- [WHAT TO DO]
Whenever a line of the data below holds the string "block", copy that line.

━━━ RECORDS PROVIDED

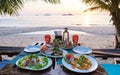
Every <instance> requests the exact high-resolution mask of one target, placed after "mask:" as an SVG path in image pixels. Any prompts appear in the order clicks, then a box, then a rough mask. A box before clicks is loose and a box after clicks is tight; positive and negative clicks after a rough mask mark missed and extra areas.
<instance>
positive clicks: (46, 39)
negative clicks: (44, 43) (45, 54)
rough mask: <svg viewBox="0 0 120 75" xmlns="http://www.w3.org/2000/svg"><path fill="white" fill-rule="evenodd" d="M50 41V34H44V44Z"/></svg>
mask: <svg viewBox="0 0 120 75" xmlns="http://www.w3.org/2000/svg"><path fill="white" fill-rule="evenodd" d="M50 41H51V36H50V34H46V35H45V42H46V44H49V43H50Z"/></svg>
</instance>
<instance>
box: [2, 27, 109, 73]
mask: <svg viewBox="0 0 120 75" xmlns="http://www.w3.org/2000/svg"><path fill="white" fill-rule="evenodd" d="M65 32H67V36H69V34H68V30H67V28H65ZM65 32H64V35H65ZM56 35H58V34H57V33H56ZM59 35H61V34H60V32H59ZM73 37H74V38H73ZM73 37H72V38H73V39H72V40H73V41H72V42H71V41H70V40H68V39H69V38H68V37H64V38H63V39H64V41H63V40H62V37H59V38H60V39H57V38H55V39H53V40H52V43H51V37H50V35H49V34H46V35H45V42H44V43H43V42H42V43H36V44H34V45H28V46H27V47H25V48H24V49H23V51H21V52H20V53H19V54H18V55H17V56H16V57H15V58H14V59H13V60H11V62H10V64H8V65H6V66H5V67H4V68H3V70H2V71H0V75H2V74H5V72H6V71H5V70H6V69H7V68H8V67H9V68H12V69H11V70H13V71H15V72H14V73H15V74H18V75H19V74H21V75H32V74H34V75H39V74H41V75H46V74H48V75H58V74H60V75H73V74H74V75H82V74H84V75H107V73H106V72H105V70H104V69H103V68H102V67H101V66H100V65H99V63H98V62H97V60H96V59H95V58H94V57H93V56H91V55H90V54H92V49H91V48H90V47H85V46H80V44H79V43H78V35H76V34H75V35H74V36H73ZM66 38H67V39H66ZM13 64H14V65H15V67H14V68H13V66H14V65H13ZM10 72H11V71H10ZM15 74H14V75H15Z"/></svg>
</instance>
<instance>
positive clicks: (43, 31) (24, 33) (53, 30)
mask: <svg viewBox="0 0 120 75" xmlns="http://www.w3.org/2000/svg"><path fill="white" fill-rule="evenodd" d="M54 31H62V32H63V31H64V29H54V30H48V31H36V32H28V33H19V34H14V35H40V34H51V35H54ZM69 33H70V34H85V35H93V34H90V33H86V32H82V31H75V30H69Z"/></svg>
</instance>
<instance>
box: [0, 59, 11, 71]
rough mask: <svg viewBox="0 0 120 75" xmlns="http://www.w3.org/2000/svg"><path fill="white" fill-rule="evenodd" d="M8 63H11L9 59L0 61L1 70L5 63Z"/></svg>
mask: <svg viewBox="0 0 120 75" xmlns="http://www.w3.org/2000/svg"><path fill="white" fill-rule="evenodd" d="M8 63H9V60H4V61H0V70H2V69H3V67H4V66H5V65H7V64H8Z"/></svg>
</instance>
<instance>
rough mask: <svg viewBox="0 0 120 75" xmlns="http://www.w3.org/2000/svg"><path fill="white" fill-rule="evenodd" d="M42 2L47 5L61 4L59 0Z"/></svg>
mask: <svg viewBox="0 0 120 75" xmlns="http://www.w3.org/2000/svg"><path fill="white" fill-rule="evenodd" d="M43 1H45V2H47V3H51V4H59V3H61V2H60V0H43Z"/></svg>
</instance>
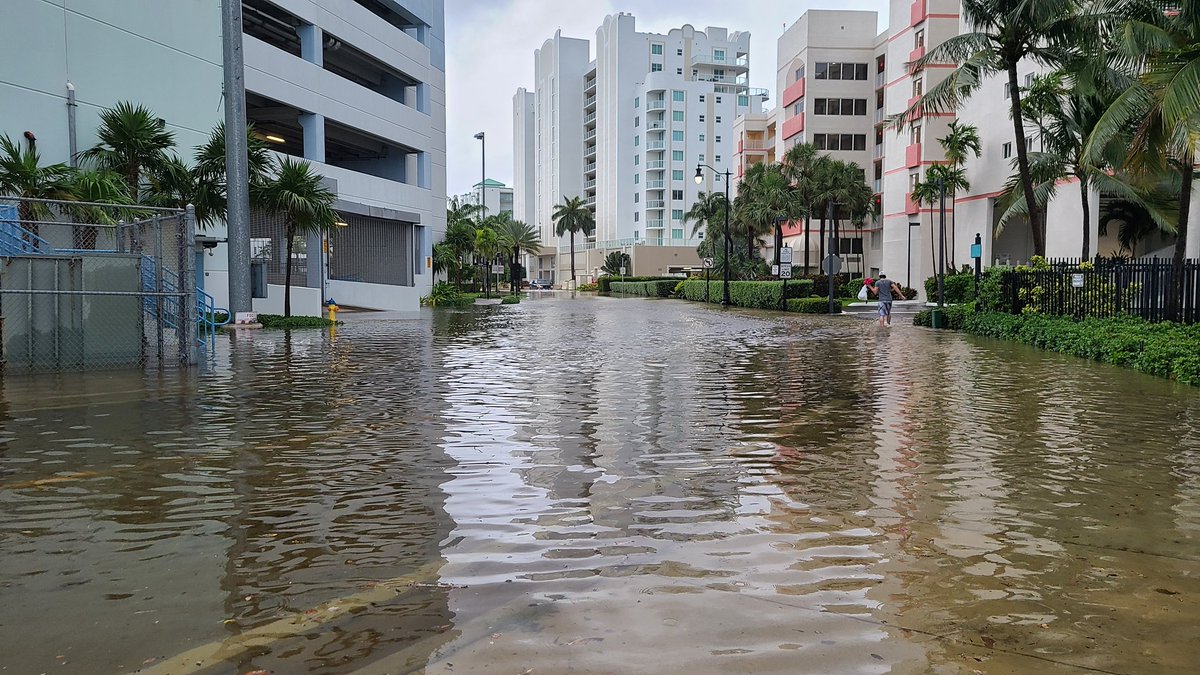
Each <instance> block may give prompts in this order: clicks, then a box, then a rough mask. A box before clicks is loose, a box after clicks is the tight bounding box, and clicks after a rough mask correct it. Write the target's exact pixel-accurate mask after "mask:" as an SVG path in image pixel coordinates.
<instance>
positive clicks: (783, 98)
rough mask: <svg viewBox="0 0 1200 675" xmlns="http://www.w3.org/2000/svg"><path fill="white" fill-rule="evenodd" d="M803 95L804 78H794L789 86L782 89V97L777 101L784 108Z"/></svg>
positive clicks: (803, 94)
mask: <svg viewBox="0 0 1200 675" xmlns="http://www.w3.org/2000/svg"><path fill="white" fill-rule="evenodd" d="M803 96H804V78H803V77H802V78H800V79H798V80H796V82H794V83H793V84H792V85H791V86H788V88H787V89H785V90H784V95H782V97H780V100H779V102H780V103H782V104H784V107H785V108H786V107H787V106H791V104H792V103H794V102H797V101H799V100H800V98H802V97H803Z"/></svg>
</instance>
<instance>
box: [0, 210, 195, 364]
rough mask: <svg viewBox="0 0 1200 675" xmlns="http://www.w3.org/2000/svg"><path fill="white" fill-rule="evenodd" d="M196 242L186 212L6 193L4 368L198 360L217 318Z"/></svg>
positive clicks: (1, 356) (4, 304)
mask: <svg viewBox="0 0 1200 675" xmlns="http://www.w3.org/2000/svg"><path fill="white" fill-rule="evenodd" d="M193 241H194V217H193V215H192V214H191V213H190V211H185V210H179V209H151V208H144V207H136V208H134V207H115V205H112V204H95V203H86V202H55V201H47V199H18V198H0V364H2V368H4V371H5V372H6V374H7V372H54V371H64V370H101V369H127V368H166V366H176V365H192V364H194V363H196V362H197V359H198V357H199V354H200V353H202V348H203V347H211V345H212V328H214V325H212V322H211V321H210V317H208V316H206V313H208V311H206V310H205V311H202V310H200V307H202V306H204V307H211V301H210V300H211V299H210V298H204V297H203V294H202V298H200V299H199V300H198V298H197V289H196V277H194V269H193V264H192V256H193V245H194V244H193Z"/></svg>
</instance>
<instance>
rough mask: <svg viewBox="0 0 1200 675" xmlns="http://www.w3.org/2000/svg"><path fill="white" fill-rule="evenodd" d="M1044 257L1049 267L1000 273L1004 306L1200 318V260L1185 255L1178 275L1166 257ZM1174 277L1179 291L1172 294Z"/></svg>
mask: <svg viewBox="0 0 1200 675" xmlns="http://www.w3.org/2000/svg"><path fill="white" fill-rule="evenodd" d="M1049 263H1050V267H1049V269H1034V270H1012V271H1006V273H1004V274H1003V275H1002V277H1001V297H1002V300H1003V301H1004V304H1006V305H1007V307H1006V309H1008V310H1009V311H1012V312H1013V313H1030V312H1034V313H1045V315H1056V316H1074V317H1078V318H1085V317H1094V318H1106V317H1115V316H1138V317H1141V318H1145V319H1147V321H1156V322H1157V321H1177V322H1181V323H1198V322H1200V261H1195V259H1189V261H1186V262H1184V265H1183V271H1182V276H1181V277H1180V279H1178V280H1176V279H1175V269H1174V267H1172V265H1171V261H1170V259H1164V258H1150V259H1136V261H1121V259H1112V261H1109V259H1097V261H1088V262H1086V263H1085V262H1082V261H1079V259H1069V258H1068V259H1052V261H1049ZM1175 281H1178V285H1180V286H1178V288H1180V291H1178V292H1177V294H1174V295H1172V293H1171V289H1172V288H1175V287H1176V286H1175V283H1174V282H1175Z"/></svg>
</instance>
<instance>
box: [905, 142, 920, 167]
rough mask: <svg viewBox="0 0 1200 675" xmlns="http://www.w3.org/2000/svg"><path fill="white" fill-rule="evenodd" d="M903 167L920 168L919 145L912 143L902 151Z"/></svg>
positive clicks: (919, 145)
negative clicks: (902, 152)
mask: <svg viewBox="0 0 1200 675" xmlns="http://www.w3.org/2000/svg"><path fill="white" fill-rule="evenodd" d="M904 160H905V166H906V167H908V168H913V167H919V166H920V143H913V144H911V145H908V147H907V148H905V151H904Z"/></svg>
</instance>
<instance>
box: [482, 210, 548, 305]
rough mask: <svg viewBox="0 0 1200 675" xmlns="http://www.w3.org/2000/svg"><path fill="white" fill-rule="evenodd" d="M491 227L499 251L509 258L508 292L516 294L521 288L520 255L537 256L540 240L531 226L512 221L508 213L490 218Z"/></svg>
mask: <svg viewBox="0 0 1200 675" xmlns="http://www.w3.org/2000/svg"><path fill="white" fill-rule="evenodd" d="M492 219H494V220H493V222H492V227H493V228H494V229H496V237H497V239H498V244H499V246H500V250H503V251H504V252H505V253H506V257H508V258H509V283H510V291H511V292H512V293H516V292H517V291H518V289H520V288H521V276H520V275H518V274H517V273H518V270H520V268H521V253H532V255H538V251H540V250H541V238H540V237H539V234H538V231H536V229H534V227H533V226H532V225H526V223H524V222H521V221H520V220H512V216H511V215H509V214H508V213H502V214H499V215H496V216H492Z"/></svg>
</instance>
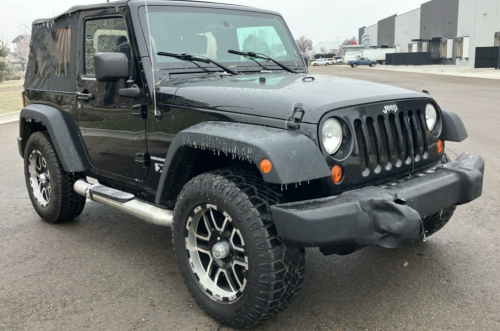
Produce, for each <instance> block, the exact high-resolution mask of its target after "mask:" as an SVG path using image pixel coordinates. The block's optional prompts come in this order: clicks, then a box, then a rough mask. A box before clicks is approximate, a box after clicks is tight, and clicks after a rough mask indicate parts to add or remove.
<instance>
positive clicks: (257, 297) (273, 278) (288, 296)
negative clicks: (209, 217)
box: [172, 168, 305, 328]
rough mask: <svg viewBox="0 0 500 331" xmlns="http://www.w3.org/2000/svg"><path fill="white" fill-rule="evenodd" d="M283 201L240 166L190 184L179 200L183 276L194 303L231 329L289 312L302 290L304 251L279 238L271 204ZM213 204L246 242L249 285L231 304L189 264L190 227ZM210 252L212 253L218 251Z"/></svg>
mask: <svg viewBox="0 0 500 331" xmlns="http://www.w3.org/2000/svg"><path fill="white" fill-rule="evenodd" d="M280 201H282V196H281V194H279V193H278V192H275V191H273V190H271V189H270V188H269V187H268V185H267V184H266V183H265V182H263V181H262V179H261V178H259V177H258V176H257V175H256V174H254V173H252V172H248V171H245V170H242V169H238V168H228V169H223V170H216V171H212V172H208V173H204V174H201V175H199V176H197V177H195V178H193V179H192V180H191V181H189V182H188V183H187V184H186V185H185V186H184V188H183V189H182V191H181V193H180V194H179V196H178V200H177V204H176V206H175V209H174V225H173V231H172V232H173V243H174V249H175V255H176V259H177V263H178V265H179V269H180V272H181V274H182V277H183V278H184V281H185V283H186V284H187V287H188V289H189V291H190V292H191V294H192V295H193V297H194V299H195V300H196V301H197V302H198V303H199V304H200V305H201V307H202V308H203V309H204V310H205V311H206V312H207V313H208V314H210V315H211V316H213V317H215V318H216V319H218V320H219V321H221V322H222V323H224V324H226V325H230V326H233V327H238V328H248V327H252V326H254V325H256V324H257V323H260V322H262V321H263V320H265V319H267V318H269V317H270V316H272V315H274V314H275V313H278V312H279V311H282V310H283V309H284V308H286V307H287V306H288V305H289V304H290V302H291V301H292V300H293V299H294V297H295V296H296V295H297V294H298V292H299V291H300V289H301V287H302V282H303V280H304V272H305V251H304V249H303V248H302V249H301V248H298V247H293V246H288V245H286V244H285V243H284V242H283V241H282V240H281V239H280V238H279V237H278V236H277V233H276V227H275V225H274V222H273V220H272V217H271V214H270V206H271V205H272V204H276V203H278V202H280ZM208 204H211V205H215V206H217V208H218V209H217V212H222V211H224V212H226V213H227V214H228V215H229V216H230V217H231V218H232V224H234V226H235V227H236V228H237V229H239V231H240V234H241V236H242V239H244V251H245V255H246V256H247V257H248V262H247V263H248V269H247V270H246V271H243V272H242V273H241V274H243V275H244V277H245V280H246V286H245V287H244V289H243V290H242V291H241V293H240V295H239V297H237V298H236V299H234V298H232V299H231V300H232V301H231V300H230V301H227V302H223V301H220V300H217V299H215V298H214V296H213V295H210V294H209V293H208V292H207V291H206V290H205V289H204V288H203V287H202V286H201V283H202V281H201V280H199V278H197V277H198V276H197V274H196V275H195V273H194V272H193V270H195V267H194V266H193V264H192V262H190V260H191V261H192V260H193V255H190V254H192V253H190V251H189V250H188V249H187V247H188V241H189V239H188V236H189V234H188V233H189V227H190V224H191V226H192V224H193V223H192V222H193V219H194V217H195V216H193V215H194V212H195V211H196V210H199V207H200V206H207V205H208ZM212 218H213V215H212ZM199 219H200V220H201V218H199ZM226 219H227V218H226ZM212 230H214V229H212ZM208 236H210V234H209V235H208ZM217 240H219V238H217ZM198 245H199V244H198V242H197V243H196V247H198ZM196 249H197V248H196ZM210 252H212V254H213V250H210ZM211 256H212V258H214V256H215V255H211ZM245 259H246V258H245ZM206 269H209V268H208V267H207V268H206ZM206 269H205V270H206ZM203 271H204V270H202V273H203ZM205 275H206V273H205ZM224 278H225V277H224Z"/></svg>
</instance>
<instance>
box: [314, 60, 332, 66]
mask: <svg viewBox="0 0 500 331" xmlns="http://www.w3.org/2000/svg"><path fill="white" fill-rule="evenodd" d="M311 65H312V66H315V67H316V66H331V65H333V61H332V59H316V60H314V61H312V62H311Z"/></svg>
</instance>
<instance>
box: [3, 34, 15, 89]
mask: <svg viewBox="0 0 500 331" xmlns="http://www.w3.org/2000/svg"><path fill="white" fill-rule="evenodd" d="M9 52H10V49H9V47H7V44H6V43H5V42H4V41H3V40H0V58H1V59H0V83H1V82H3V81H4V80H5V79H6V77H8V76H10V75H12V73H13V71H12V66H11V65H10V62H9V61H8V60H7V59H6V57H7V55H9Z"/></svg>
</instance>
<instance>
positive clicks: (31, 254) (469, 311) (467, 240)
mask: <svg viewBox="0 0 500 331" xmlns="http://www.w3.org/2000/svg"><path fill="white" fill-rule="evenodd" d="M311 73H312V74H319V73H325V74H331V75H340V76H345V77H353V78H359V79H365V80H372V81H376V82H382V83H389V84H393V85H398V86H402V87H406V88H409V89H413V90H418V91H420V90H422V89H426V90H428V91H430V93H431V95H432V96H433V97H434V98H435V99H436V100H437V101H438V103H439V104H440V105H441V106H442V107H443V108H445V109H450V110H453V111H455V112H456V113H458V114H459V115H460V116H461V117H462V119H463V121H464V123H465V125H466V127H467V129H468V132H469V138H468V139H467V141H464V142H462V143H460V144H459V143H448V144H447V145H446V149H447V151H448V153H449V154H450V156H451V157H452V158H455V157H456V156H458V155H459V154H460V153H462V152H473V153H476V154H480V155H482V156H483V157H484V159H485V161H486V176H485V185H484V191H483V196H482V197H481V198H480V199H478V200H476V201H474V202H472V203H470V204H468V205H466V206H461V207H458V208H457V211H456V213H455V216H454V217H453V219H452V220H451V221H450V223H449V224H448V225H447V226H446V227H445V228H444V229H442V230H441V231H440V232H438V233H437V234H435V235H434V236H432V237H430V238H428V240H427V241H426V242H421V243H419V244H418V245H416V246H415V247H411V248H404V249H396V250H390V249H383V248H378V247H370V248H366V249H364V250H361V251H359V252H357V253H355V254H352V255H349V256H343V257H342V256H330V257H325V256H323V255H321V254H320V253H319V252H318V251H316V250H313V249H308V250H307V265H306V280H305V283H304V286H303V289H302V292H301V294H300V295H299V296H298V297H297V298H296V300H295V301H294V302H293V303H292V305H291V306H290V307H289V308H288V309H287V310H285V311H284V312H282V313H280V314H279V315H278V316H276V317H274V318H272V319H270V320H268V321H267V322H265V323H263V324H261V325H260V326H259V327H257V328H256V329H259V330H311V329H321V330H499V329H500V277H499V275H500V252H499V243H500V232H499V230H498V229H499V228H500V220H499V217H498V216H499V208H498V206H499V193H500V192H499V190H500V178H499V175H498V174H499V173H500V169H499V164H500V160H499V155H500V153H499V147H498V146H499V145H500V138H499V135H498V129H499V128H498V127H499V126H500V118H499V117H500V112H499V103H498V95H499V93H500V81H495V80H487V79H473V78H461V77H450V76H438V75H425V74H415V73H404V72H389V71H380V70H369V69H365V68H357V69H352V68H350V67H329V68H317V69H316V68H314V69H312V70H311ZM332 93H335V91H332ZM297 101H300V100H297ZM17 130H18V124H17V123H16V122H14V123H10V124H3V125H0V155H1V158H0V159H1V161H2V162H1V166H0V212H1V215H2V217H1V219H0V330H83V329H91V330H214V331H215V330H229V328H227V327H226V326H224V325H221V324H220V323H218V322H217V321H215V320H213V319H212V318H211V317H209V316H208V315H206V314H205V313H204V312H203V311H202V310H201V309H200V308H199V307H198V306H197V304H196V303H195V302H194V300H193V299H192V298H191V296H190V294H189V292H188V291H187V289H186V287H185V286H184V283H183V282H182V279H181V277H180V275H179V272H178V270H177V267H176V265H175V261H174V256H173V249H172V243H171V232H170V230H169V229H166V228H162V227H158V226H154V225H150V224H148V223H145V222H143V221H140V220H137V219H134V218H132V217H129V216H125V215H123V214H121V213H119V212H116V211H114V210H111V209H109V208H107V207H105V206H101V205H99V204H97V203H93V202H88V203H87V206H86V208H85V210H84V212H83V214H82V215H81V216H80V217H79V218H78V219H76V220H75V221H73V222H70V223H66V224H61V225H50V224H46V223H44V222H43V221H41V220H40V218H39V217H38V216H37V214H36V213H35V211H34V210H33V208H32V206H31V202H30V200H29V199H28V194H27V192H26V188H25V184H24V178H23V161H22V159H21V158H20V156H19V154H18V151H17V145H16V135H17Z"/></svg>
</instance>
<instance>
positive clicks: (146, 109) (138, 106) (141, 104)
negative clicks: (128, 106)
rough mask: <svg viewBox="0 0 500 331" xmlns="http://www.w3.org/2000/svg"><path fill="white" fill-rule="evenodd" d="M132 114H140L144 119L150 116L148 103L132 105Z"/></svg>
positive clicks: (146, 118)
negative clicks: (148, 113)
mask: <svg viewBox="0 0 500 331" xmlns="http://www.w3.org/2000/svg"><path fill="white" fill-rule="evenodd" d="M132 110H133V112H132V115H135V116H139V117H140V118H142V119H143V120H145V119H147V118H148V105H146V104H138V105H133V106H132Z"/></svg>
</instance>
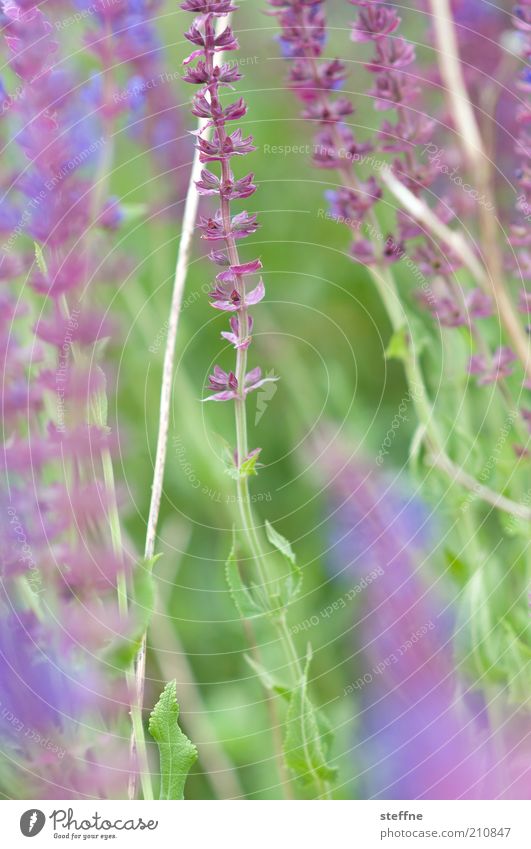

━━━━━━

- [WRITTEN RESPONSE]
Each <instance> block may give prompts in this order: clicks, then a box, then a rough mask. A box before clicks is loose, a box after clicks is the tight bounding box, and clicks after a rough mask correct it. Write the target's exact pixel-accurate mask after "mask:" as an SVG path in image pixel coordinates.
Produce, for each <instance> block, the exact high-resolution mask of its target after "mask:" as an SVG path using image pixel coordinates. The block's optional prompts come in this order: clicks, then a box, then a rough mask. A box before clicks is approximate, a box after clicks is tight, and clicks after a rough mask indicate parts to add or remove.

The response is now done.